* start Materials provided *

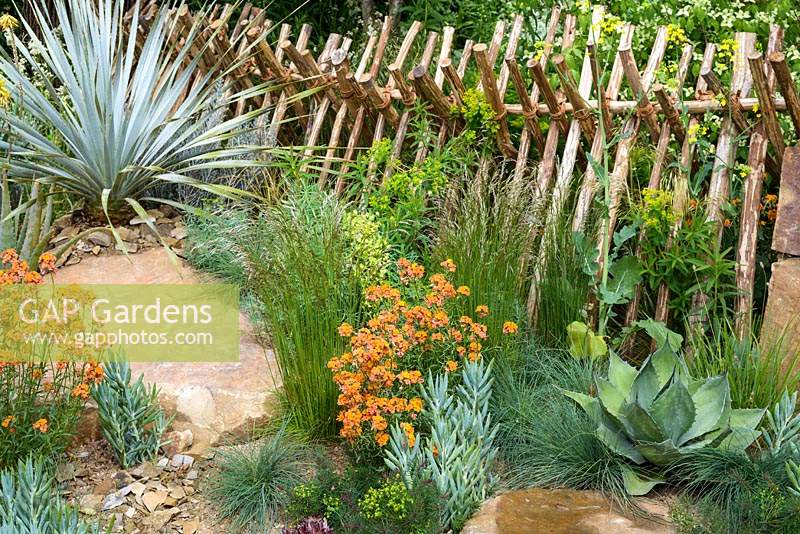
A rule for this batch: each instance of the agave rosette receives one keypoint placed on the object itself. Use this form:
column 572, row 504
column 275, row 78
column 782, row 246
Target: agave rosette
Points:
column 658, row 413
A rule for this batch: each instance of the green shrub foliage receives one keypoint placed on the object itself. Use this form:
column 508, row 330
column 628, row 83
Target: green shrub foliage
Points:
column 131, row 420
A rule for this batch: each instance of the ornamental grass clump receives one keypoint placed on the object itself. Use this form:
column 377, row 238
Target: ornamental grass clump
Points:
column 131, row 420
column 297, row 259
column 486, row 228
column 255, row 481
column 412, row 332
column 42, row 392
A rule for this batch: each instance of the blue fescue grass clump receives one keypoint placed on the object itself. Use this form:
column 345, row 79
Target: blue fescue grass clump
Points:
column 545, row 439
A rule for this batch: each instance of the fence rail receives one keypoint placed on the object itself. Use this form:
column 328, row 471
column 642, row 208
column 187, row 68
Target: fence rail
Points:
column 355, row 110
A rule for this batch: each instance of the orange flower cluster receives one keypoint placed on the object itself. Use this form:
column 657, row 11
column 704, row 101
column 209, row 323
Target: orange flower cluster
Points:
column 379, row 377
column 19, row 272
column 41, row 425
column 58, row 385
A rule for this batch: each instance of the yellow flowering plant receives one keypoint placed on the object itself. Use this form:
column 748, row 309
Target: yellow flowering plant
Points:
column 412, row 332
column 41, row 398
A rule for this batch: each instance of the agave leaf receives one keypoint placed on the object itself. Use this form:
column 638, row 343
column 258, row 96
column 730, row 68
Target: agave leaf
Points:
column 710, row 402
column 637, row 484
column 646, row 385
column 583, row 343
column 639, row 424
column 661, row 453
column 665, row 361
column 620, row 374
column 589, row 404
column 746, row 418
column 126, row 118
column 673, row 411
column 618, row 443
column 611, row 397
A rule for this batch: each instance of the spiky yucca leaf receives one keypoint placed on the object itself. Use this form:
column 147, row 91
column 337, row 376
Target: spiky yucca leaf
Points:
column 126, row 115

* end Materials provided *
* start Materials provided *

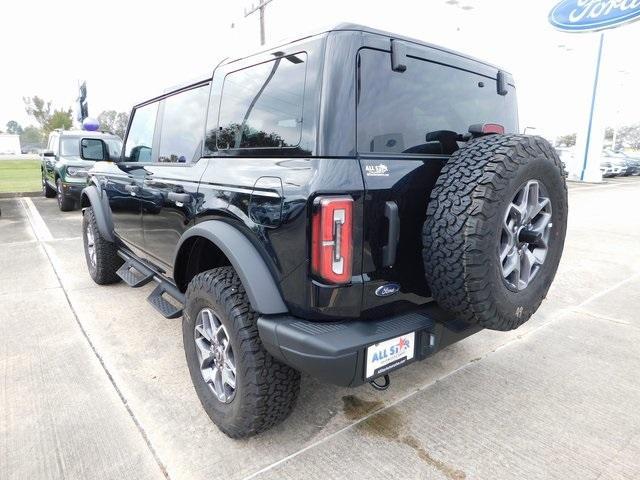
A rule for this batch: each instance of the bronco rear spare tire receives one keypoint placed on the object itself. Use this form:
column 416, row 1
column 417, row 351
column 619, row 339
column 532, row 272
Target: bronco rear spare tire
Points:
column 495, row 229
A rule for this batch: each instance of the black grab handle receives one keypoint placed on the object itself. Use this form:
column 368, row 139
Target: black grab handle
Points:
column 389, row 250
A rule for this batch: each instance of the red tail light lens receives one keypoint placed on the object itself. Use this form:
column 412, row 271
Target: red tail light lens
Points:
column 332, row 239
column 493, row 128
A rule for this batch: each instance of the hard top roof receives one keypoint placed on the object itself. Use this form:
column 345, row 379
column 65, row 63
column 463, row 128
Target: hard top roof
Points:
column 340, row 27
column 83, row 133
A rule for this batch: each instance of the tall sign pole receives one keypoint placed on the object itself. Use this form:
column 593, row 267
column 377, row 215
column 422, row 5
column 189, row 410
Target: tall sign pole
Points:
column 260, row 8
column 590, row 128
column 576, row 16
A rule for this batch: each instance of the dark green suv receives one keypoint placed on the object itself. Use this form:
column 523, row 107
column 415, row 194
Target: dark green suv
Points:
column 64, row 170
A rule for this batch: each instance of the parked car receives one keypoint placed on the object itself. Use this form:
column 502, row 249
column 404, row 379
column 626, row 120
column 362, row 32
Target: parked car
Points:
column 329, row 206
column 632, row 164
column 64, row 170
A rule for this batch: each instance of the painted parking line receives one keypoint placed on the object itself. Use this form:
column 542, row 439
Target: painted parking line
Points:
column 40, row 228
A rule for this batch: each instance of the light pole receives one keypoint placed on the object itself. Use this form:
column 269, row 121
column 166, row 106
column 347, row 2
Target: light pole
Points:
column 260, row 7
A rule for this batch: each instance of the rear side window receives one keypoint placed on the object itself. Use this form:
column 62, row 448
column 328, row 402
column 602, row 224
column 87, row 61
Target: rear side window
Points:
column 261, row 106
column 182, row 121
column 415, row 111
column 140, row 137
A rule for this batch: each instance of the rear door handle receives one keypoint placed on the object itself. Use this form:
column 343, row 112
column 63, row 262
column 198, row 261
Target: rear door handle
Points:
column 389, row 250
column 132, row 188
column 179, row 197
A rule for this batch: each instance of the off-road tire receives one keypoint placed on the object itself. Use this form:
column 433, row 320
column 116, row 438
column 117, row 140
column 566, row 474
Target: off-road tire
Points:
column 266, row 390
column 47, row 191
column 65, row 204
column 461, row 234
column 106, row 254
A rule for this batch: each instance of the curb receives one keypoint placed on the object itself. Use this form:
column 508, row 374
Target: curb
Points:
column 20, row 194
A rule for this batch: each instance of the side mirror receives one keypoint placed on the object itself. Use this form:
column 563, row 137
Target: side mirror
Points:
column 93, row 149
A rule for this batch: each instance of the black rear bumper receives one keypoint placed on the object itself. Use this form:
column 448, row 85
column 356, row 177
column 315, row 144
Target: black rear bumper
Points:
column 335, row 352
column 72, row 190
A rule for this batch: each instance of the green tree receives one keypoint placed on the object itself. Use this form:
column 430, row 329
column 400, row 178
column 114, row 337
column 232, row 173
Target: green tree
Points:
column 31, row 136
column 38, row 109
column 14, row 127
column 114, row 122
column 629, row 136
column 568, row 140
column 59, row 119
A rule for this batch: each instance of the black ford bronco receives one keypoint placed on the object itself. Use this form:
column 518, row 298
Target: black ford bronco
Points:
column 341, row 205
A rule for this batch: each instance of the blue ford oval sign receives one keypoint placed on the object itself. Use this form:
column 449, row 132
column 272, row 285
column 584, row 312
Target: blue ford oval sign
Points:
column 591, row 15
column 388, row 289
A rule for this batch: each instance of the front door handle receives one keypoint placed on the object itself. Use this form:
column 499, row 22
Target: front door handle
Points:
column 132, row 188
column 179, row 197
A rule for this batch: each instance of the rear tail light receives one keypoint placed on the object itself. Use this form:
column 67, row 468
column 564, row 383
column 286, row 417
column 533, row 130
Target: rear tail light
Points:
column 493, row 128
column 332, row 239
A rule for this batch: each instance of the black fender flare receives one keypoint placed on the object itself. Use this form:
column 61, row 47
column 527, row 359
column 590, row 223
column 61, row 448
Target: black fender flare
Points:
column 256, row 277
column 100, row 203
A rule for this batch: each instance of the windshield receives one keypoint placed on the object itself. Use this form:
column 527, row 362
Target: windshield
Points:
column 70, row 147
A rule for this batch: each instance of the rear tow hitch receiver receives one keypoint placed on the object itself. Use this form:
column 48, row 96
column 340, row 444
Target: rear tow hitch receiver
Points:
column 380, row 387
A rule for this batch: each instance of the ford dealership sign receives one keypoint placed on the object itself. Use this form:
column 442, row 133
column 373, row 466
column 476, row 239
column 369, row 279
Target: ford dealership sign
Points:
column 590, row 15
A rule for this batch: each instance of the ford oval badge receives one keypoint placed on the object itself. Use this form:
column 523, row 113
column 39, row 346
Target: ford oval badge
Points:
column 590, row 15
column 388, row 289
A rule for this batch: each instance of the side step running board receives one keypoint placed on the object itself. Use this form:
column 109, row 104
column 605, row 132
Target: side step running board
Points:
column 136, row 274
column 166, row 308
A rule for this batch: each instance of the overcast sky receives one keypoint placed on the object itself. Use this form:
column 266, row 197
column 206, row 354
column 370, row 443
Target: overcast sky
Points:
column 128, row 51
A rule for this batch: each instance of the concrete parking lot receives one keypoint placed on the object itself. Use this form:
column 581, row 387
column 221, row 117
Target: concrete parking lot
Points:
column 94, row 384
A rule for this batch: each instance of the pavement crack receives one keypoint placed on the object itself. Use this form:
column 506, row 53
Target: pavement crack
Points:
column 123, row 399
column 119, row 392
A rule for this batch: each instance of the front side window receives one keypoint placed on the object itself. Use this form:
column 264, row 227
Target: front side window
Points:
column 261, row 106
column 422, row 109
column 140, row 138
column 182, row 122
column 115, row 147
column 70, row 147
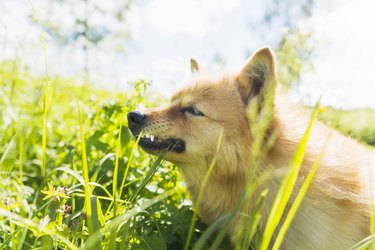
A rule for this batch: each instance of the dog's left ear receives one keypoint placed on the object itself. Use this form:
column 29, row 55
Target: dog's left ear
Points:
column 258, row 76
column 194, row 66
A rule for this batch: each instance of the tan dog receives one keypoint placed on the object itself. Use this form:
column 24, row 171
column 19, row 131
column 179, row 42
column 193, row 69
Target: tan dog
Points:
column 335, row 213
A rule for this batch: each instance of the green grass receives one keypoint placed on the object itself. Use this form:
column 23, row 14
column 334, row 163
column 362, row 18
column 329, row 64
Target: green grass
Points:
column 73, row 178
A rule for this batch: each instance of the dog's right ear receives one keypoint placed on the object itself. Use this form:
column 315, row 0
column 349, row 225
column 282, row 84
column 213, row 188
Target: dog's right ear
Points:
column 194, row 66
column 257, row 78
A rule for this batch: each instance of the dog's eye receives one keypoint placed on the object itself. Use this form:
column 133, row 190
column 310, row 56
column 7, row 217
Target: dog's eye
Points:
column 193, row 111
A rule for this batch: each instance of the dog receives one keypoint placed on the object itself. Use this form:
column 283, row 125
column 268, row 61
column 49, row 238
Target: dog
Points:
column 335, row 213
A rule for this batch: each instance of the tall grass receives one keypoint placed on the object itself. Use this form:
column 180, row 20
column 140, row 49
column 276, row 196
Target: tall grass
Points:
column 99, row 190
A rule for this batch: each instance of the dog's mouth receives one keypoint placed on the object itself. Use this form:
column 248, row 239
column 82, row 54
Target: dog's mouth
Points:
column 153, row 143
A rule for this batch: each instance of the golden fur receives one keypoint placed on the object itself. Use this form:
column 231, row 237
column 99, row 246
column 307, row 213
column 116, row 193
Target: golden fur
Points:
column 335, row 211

* end Materials provided *

▶ [Stated task]
Count the lines in the items above that contain the word "board", and reply with that number alone.

▶ [Task response]
2